**BRANO DI PARTENZA**
###

Archeozoologia
Ormai termini come “archeometria” sono diventati abbastanza familiari nei contributi proposti in questa pagina; la abbiamo vista largamente adottata quando si sono presentati i rapporti relativi allo scavo di Sa Osa dove la multisciplinarietà è stata basilare nelle indagini, compiute a 360 gradi da molteplici figure professionali che solo pochi anni orsono era impensabile poter riunire in un cantiere di scavo archeologico.
L’approfondimento odierno abbraccerà un altra affascinante campo che gravita sempre con maggior peso durante una indagine, soprattutto quando questa vede ambiti di frequentazione fortemente antropizzati; parleremo infatti di archeozoologia e di chi conduce le indagini, definito pertanto archeozoologo.
Ma esattamente cosa è la archeozoologia?

###

Etichette dei punti sugli oggetti:
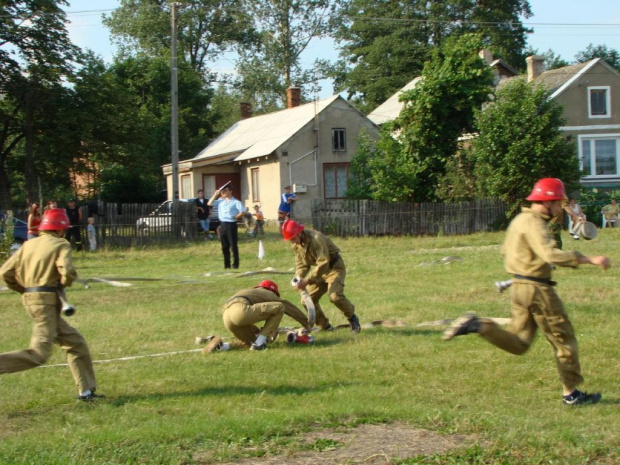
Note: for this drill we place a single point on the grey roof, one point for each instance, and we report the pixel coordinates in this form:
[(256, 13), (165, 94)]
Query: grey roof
[(262, 135), (391, 108)]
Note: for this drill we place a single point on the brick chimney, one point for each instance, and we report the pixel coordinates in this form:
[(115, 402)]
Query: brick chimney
[(293, 97), (246, 110), (535, 66)]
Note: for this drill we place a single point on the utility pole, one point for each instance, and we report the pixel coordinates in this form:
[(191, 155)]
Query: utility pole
[(174, 123)]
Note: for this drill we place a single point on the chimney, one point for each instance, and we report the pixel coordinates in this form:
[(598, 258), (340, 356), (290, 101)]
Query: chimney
[(486, 55), (293, 97), (246, 110), (535, 65)]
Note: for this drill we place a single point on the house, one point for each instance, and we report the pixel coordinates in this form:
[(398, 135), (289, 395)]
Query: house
[(391, 108), (590, 95), (307, 146)]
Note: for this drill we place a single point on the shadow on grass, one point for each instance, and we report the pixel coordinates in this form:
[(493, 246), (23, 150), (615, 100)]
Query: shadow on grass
[(227, 391)]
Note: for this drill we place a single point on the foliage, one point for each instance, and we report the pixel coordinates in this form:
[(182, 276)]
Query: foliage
[(520, 142), (385, 44), (156, 409), (206, 28), (610, 55), (440, 109)]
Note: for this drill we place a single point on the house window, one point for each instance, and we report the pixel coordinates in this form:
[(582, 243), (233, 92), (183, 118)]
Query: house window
[(255, 185), (599, 102), (339, 140), (599, 155), (335, 177), (186, 186)]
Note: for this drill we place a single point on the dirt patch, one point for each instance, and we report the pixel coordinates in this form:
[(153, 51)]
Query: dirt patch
[(364, 444)]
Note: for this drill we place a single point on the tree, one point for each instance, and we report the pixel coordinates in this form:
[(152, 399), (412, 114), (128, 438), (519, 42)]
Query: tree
[(386, 43), (610, 55), (520, 142), (440, 109), (206, 28), (37, 56)]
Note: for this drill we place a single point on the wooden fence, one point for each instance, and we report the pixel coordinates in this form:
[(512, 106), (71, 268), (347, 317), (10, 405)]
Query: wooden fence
[(374, 218)]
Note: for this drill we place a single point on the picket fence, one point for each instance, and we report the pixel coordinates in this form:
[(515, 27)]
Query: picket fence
[(375, 218)]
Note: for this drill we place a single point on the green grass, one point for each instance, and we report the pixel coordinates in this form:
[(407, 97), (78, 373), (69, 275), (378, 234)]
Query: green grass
[(191, 408)]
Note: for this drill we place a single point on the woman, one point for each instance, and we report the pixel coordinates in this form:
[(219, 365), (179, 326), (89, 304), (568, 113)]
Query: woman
[(34, 219)]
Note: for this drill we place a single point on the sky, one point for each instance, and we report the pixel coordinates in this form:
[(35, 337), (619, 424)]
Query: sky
[(564, 26)]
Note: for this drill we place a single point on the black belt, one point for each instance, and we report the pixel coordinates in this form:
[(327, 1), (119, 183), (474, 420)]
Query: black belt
[(334, 259), (238, 297), (537, 280), (41, 289)]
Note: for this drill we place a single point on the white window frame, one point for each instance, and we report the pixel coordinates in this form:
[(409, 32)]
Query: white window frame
[(335, 139), (593, 137), (607, 101)]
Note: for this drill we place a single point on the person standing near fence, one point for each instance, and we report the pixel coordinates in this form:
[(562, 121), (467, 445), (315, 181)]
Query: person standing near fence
[(229, 210), (74, 234), (530, 254)]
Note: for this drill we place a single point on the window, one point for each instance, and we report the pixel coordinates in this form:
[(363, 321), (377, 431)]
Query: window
[(186, 187), (255, 190), (599, 155), (339, 140), (335, 177), (599, 102)]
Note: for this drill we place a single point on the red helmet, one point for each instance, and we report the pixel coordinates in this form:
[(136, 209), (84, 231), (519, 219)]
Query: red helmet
[(269, 285), (54, 219), (290, 229), (547, 189)]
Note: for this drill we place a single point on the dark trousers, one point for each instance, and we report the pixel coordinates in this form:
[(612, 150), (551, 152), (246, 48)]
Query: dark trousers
[(74, 234), (228, 236)]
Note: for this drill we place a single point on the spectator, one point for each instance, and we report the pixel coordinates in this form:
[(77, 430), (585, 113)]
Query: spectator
[(74, 234), (34, 220), (203, 212), (260, 221), (249, 306), (611, 213), (229, 210), (286, 205), (92, 234), (576, 216)]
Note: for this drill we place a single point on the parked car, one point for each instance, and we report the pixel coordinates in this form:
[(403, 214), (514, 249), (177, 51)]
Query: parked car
[(160, 220)]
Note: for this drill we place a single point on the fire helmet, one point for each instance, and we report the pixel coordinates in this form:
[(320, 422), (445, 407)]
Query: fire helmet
[(54, 219), (290, 229), (269, 285), (547, 189)]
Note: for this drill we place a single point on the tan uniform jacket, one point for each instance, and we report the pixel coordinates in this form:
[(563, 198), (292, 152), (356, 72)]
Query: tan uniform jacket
[(529, 249), (44, 261), (315, 249), (261, 295)]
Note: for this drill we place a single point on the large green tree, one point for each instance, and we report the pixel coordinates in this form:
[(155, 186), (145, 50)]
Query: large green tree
[(520, 142), (385, 43), (35, 58)]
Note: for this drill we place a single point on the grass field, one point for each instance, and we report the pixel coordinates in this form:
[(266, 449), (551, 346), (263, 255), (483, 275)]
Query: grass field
[(192, 408)]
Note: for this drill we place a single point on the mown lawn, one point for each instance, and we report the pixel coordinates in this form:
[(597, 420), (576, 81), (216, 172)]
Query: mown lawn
[(191, 408)]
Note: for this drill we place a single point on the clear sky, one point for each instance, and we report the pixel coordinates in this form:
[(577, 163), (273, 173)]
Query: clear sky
[(565, 26)]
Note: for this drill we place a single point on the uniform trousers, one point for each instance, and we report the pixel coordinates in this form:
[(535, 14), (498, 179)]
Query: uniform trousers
[(240, 318), (229, 239), (536, 305), (333, 285), (49, 329)]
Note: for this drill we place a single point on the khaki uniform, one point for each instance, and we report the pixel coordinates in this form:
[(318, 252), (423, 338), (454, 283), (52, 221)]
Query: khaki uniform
[(249, 306), (530, 251), (46, 261), (328, 273)]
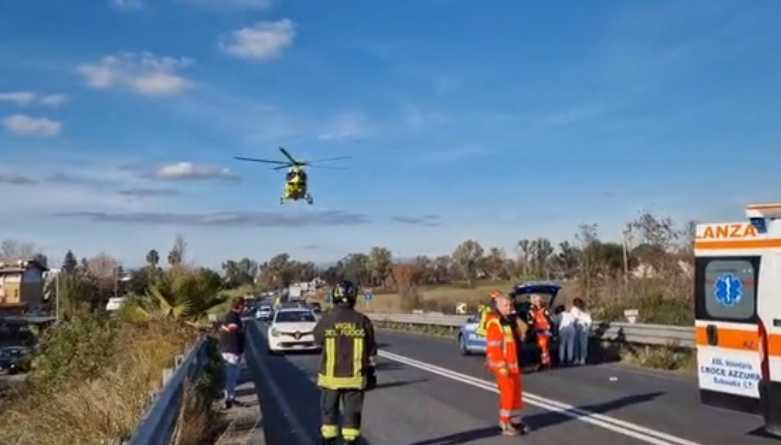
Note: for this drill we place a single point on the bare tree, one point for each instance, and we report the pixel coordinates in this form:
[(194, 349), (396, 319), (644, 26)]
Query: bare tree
[(178, 252), (102, 266), (380, 262), (467, 255), (541, 252), (524, 246), (588, 242)]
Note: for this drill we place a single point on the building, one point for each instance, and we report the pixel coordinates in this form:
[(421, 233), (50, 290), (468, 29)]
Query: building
[(21, 286)]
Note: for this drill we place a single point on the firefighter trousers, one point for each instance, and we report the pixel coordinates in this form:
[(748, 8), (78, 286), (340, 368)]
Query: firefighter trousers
[(510, 400), (351, 401)]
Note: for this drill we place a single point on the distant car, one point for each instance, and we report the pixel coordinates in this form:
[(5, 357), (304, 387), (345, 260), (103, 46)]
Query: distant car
[(292, 330), (264, 312), (470, 342), (15, 359)]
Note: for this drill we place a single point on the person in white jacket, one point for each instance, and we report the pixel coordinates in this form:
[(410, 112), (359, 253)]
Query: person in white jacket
[(565, 323), (582, 319)]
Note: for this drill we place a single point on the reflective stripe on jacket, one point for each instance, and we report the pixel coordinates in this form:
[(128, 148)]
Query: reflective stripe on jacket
[(502, 344), (347, 339)]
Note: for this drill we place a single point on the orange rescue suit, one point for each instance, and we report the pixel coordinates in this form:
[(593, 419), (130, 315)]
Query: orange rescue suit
[(503, 346)]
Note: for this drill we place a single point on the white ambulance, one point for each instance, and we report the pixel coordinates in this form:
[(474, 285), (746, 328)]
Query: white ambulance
[(738, 313)]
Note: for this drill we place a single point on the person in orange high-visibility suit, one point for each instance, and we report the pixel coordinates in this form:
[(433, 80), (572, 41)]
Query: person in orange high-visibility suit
[(502, 352), (539, 318)]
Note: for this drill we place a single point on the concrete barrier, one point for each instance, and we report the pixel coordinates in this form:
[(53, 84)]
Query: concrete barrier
[(635, 333)]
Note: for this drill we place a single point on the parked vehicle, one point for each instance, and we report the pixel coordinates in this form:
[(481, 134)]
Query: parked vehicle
[(15, 359), (264, 312), (470, 342), (292, 330), (737, 279)]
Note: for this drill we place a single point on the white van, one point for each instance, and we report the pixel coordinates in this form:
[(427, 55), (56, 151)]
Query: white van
[(738, 313)]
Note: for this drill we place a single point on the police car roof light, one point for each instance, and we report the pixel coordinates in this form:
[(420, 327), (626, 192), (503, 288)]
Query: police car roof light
[(767, 211), (760, 224)]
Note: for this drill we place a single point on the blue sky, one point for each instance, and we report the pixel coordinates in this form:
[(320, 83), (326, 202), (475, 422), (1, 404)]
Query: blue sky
[(119, 118)]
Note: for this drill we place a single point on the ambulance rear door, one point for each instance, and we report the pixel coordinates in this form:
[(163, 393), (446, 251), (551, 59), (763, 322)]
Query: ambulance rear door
[(769, 311), (728, 358)]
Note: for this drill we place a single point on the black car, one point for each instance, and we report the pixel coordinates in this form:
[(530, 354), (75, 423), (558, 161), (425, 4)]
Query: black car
[(15, 359)]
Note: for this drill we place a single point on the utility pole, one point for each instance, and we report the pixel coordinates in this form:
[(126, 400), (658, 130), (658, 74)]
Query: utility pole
[(57, 299), (625, 249)]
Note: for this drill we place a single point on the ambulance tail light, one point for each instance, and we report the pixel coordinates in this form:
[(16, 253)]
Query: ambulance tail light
[(763, 352)]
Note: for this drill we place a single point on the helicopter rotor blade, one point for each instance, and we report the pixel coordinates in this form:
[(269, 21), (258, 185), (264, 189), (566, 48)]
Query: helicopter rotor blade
[(287, 155), (265, 161), (328, 167), (340, 158)]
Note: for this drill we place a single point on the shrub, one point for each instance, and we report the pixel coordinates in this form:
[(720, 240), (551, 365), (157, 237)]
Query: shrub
[(92, 381)]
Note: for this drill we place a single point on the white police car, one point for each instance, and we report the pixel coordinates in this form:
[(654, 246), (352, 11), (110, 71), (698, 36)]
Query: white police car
[(292, 330), (470, 342)]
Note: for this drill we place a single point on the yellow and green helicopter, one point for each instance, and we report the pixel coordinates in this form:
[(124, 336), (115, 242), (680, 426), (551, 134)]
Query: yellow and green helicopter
[(296, 182)]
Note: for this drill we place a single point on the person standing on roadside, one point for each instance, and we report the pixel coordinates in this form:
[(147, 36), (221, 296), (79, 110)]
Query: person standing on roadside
[(502, 359), (347, 365), (565, 323), (232, 347), (583, 328), (540, 320)]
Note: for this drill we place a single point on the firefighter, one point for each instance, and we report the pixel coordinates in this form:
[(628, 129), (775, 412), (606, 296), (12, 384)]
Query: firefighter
[(502, 356), (540, 320), (485, 311), (347, 365)]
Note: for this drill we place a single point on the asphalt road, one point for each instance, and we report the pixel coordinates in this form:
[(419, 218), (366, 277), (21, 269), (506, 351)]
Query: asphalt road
[(430, 395)]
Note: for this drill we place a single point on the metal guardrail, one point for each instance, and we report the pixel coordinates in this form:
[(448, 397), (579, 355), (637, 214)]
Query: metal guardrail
[(636, 333), (158, 425)]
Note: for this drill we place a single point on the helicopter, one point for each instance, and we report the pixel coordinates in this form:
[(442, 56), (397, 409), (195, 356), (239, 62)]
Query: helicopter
[(296, 179)]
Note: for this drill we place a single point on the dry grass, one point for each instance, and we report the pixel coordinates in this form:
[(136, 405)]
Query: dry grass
[(101, 409)]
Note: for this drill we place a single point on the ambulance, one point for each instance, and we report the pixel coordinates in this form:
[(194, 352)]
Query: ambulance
[(738, 313)]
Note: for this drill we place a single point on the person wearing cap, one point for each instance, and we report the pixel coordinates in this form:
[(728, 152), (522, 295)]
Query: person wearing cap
[(540, 320), (502, 359), (232, 347)]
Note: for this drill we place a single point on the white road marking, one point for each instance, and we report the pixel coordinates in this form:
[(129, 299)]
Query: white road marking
[(639, 432), (278, 394)]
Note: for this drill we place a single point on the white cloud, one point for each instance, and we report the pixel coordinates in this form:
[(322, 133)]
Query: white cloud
[(143, 73), (54, 100), (230, 4), (261, 42), (23, 125), (20, 98), (127, 4), (25, 98), (188, 171)]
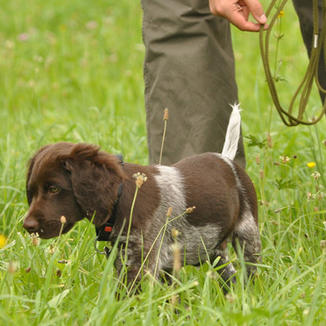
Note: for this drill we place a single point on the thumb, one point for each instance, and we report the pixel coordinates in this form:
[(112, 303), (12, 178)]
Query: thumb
[(256, 9)]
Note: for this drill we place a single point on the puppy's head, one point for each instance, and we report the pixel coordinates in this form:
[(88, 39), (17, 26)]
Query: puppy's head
[(70, 180)]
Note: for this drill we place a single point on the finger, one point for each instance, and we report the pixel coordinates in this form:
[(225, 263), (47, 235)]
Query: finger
[(239, 21), (256, 9)]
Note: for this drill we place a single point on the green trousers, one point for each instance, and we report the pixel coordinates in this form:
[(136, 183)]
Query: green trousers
[(189, 69)]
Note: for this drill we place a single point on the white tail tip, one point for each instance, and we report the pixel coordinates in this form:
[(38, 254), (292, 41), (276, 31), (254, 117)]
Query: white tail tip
[(232, 133)]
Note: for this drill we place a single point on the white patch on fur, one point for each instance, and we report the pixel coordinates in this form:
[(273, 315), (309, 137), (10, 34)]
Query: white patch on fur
[(191, 238), (247, 224), (170, 182)]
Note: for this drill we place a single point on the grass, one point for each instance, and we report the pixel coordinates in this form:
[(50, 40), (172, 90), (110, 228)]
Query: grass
[(70, 71)]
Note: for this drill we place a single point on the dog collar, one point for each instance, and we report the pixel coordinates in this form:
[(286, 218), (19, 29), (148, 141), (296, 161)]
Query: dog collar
[(103, 232)]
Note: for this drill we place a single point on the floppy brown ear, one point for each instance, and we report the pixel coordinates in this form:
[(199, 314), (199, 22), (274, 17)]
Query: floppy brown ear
[(95, 178), (30, 167)]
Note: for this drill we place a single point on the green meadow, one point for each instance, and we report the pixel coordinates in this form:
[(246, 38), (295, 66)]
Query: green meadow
[(72, 71)]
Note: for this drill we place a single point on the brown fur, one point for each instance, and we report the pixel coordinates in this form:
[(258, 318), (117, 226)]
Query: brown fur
[(79, 180)]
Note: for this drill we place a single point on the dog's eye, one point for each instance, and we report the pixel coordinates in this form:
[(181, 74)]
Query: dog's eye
[(53, 189)]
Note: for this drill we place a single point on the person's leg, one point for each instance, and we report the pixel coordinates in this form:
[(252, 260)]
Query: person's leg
[(304, 9), (189, 69)]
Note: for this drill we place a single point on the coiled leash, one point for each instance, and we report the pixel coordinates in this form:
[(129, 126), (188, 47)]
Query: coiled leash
[(303, 91)]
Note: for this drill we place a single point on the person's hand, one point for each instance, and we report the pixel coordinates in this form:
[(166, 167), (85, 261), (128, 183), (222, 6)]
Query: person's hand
[(237, 12)]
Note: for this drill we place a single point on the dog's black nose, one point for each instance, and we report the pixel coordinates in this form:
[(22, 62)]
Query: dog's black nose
[(31, 224)]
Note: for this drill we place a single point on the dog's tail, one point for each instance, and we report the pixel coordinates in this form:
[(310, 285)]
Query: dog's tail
[(232, 136)]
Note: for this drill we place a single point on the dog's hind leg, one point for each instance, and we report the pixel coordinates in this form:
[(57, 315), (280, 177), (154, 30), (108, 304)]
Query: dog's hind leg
[(227, 270), (247, 239)]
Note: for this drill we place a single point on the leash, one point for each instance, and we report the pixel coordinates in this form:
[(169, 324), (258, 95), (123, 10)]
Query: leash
[(104, 231), (303, 91)]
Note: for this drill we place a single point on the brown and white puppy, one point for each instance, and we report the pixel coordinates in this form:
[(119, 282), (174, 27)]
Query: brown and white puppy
[(79, 180)]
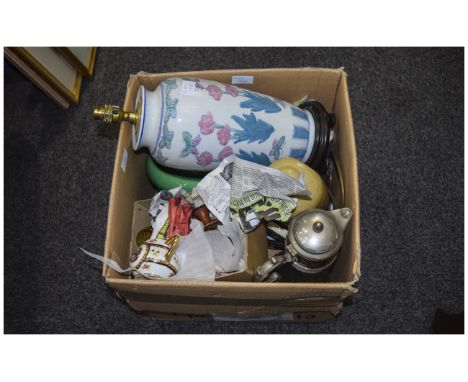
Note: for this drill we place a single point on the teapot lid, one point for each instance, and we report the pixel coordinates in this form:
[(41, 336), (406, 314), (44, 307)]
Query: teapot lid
[(315, 231)]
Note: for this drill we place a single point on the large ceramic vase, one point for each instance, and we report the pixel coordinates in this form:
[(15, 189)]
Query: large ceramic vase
[(193, 124)]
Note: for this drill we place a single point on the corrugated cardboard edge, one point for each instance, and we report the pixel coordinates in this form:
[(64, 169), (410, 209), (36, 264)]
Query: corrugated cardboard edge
[(357, 261)]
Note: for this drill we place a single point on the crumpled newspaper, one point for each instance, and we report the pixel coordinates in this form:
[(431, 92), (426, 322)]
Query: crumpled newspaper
[(248, 192)]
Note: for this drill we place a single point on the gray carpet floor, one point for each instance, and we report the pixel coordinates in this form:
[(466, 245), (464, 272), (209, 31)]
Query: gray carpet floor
[(407, 108)]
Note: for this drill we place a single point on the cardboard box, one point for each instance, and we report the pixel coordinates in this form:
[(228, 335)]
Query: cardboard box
[(168, 299)]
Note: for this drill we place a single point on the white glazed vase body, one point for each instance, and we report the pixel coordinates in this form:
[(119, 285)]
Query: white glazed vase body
[(193, 124)]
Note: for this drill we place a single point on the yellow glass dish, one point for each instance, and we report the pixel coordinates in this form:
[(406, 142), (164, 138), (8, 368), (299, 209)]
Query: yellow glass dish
[(318, 197)]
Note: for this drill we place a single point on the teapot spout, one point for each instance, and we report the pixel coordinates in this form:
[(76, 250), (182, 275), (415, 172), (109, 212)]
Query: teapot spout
[(342, 217)]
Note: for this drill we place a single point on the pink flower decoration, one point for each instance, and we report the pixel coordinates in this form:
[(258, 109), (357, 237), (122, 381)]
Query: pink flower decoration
[(215, 92), (196, 141), (224, 135), (232, 90), (206, 124), (224, 153), (205, 158)]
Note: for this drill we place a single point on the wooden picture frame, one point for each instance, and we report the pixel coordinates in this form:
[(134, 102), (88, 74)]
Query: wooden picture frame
[(82, 58), (36, 79), (54, 69)]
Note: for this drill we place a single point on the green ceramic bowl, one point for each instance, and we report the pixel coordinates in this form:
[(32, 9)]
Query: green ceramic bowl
[(167, 178)]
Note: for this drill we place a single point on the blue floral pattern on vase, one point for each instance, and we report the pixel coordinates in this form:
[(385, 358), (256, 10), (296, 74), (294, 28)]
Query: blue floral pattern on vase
[(277, 147), (170, 111), (253, 129), (190, 144), (258, 102)]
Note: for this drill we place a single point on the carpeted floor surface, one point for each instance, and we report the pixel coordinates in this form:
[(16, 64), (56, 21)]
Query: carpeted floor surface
[(407, 108)]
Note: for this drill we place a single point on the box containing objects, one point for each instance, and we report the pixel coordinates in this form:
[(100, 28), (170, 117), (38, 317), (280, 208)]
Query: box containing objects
[(237, 296)]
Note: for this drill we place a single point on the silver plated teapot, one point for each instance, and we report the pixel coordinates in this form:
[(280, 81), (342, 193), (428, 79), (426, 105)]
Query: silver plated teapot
[(313, 240)]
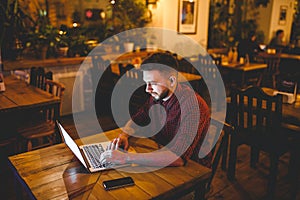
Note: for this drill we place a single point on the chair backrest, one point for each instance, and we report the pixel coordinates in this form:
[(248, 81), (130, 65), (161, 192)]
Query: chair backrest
[(254, 110), (272, 60), (38, 77), (55, 88), (218, 150)]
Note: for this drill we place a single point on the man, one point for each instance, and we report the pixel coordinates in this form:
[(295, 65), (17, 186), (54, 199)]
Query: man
[(176, 116)]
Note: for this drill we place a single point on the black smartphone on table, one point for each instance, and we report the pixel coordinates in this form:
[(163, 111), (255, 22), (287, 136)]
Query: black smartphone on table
[(117, 183)]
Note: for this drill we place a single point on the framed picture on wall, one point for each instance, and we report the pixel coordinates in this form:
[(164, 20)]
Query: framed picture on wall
[(282, 15), (187, 16)]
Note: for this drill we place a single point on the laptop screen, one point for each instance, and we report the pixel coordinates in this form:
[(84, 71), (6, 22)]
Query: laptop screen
[(71, 144)]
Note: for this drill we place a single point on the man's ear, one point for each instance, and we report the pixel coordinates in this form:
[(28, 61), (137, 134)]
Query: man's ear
[(172, 80)]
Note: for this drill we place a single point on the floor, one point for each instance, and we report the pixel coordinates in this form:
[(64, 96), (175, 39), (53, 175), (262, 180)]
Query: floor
[(249, 184)]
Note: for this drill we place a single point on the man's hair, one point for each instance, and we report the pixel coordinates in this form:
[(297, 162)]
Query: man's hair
[(278, 32), (159, 61)]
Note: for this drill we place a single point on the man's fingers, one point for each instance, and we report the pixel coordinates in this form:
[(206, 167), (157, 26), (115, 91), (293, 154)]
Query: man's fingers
[(117, 143)]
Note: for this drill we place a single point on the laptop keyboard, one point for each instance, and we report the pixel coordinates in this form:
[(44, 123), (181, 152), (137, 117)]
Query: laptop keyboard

###

**COSE DA FARE**
[1] Elenca tutte le parole diverse del testo sull'archeozoologia che iniziano con "archeo".
[2] Ricopia dal testo sull'archeozoologia il tratto che parte da "L’approfondimento odierno abbraccerà" e arriva fino a "è la archeozoologia?".
[3] Prosegui il testo sull'archeozoologia riprendendo subito dopo la sua ultima frase.

**RISPOSTE**
[1] archeometria, archeologico, archeozoologia, archeozoologo

[2]
L’approfondimento odierno abbraccerà un altra affascinante campo che gravita sempre con maggior peso durante una indagine, soprattutto quando questa vede ambiti di frequentazione fortemente antropizzati; parleremo infatti di archeozoologia e di chi conduce le indagini, definito pertanto archeozoologo.
Ma esattamente cosa è la archeozoologia?

[3]
La archeozoologia [1}, ovvero lo studio dei resti faunistici provenienti da scavi archeologici, è ormai diventata una necessità riconosciuta dalla gran parte degli archeologi. Lo scavo, secondo la concezione attuale, non deve essere più finalizzato al ritrovamento di oggetti più o meno preziosi o al recupero di edifici, ma deve diventare uno strumento per ricostruire la storia, tanto più utile quanto più si va indietro nel tempo, in periodi in cui mancano fonti scritte. Lo studio dei resti organici, animali e vegetali che costituivano il cibo dell’uomo è fondamentale per interpretare il modo di vita e i problemi che una popolazione antica poteva avere per sopravvivere su un determinato territorio. I resti animali, soprattutto le ossa di micromammiferi come roditori, insettivori e le conchiglie di molluschi terrestri o di mare, ma in genere di ogni elemento della fauna selvatica, sono indicatori importanti della situazione climatica e ambientale e, anche in assenza di residui vegetali, possono dare un’idea della copertura vegetale e del clima di una località anche in specifici momenti grazie alla stretta collaborazione i paleoclimatologi e i paleobotanici.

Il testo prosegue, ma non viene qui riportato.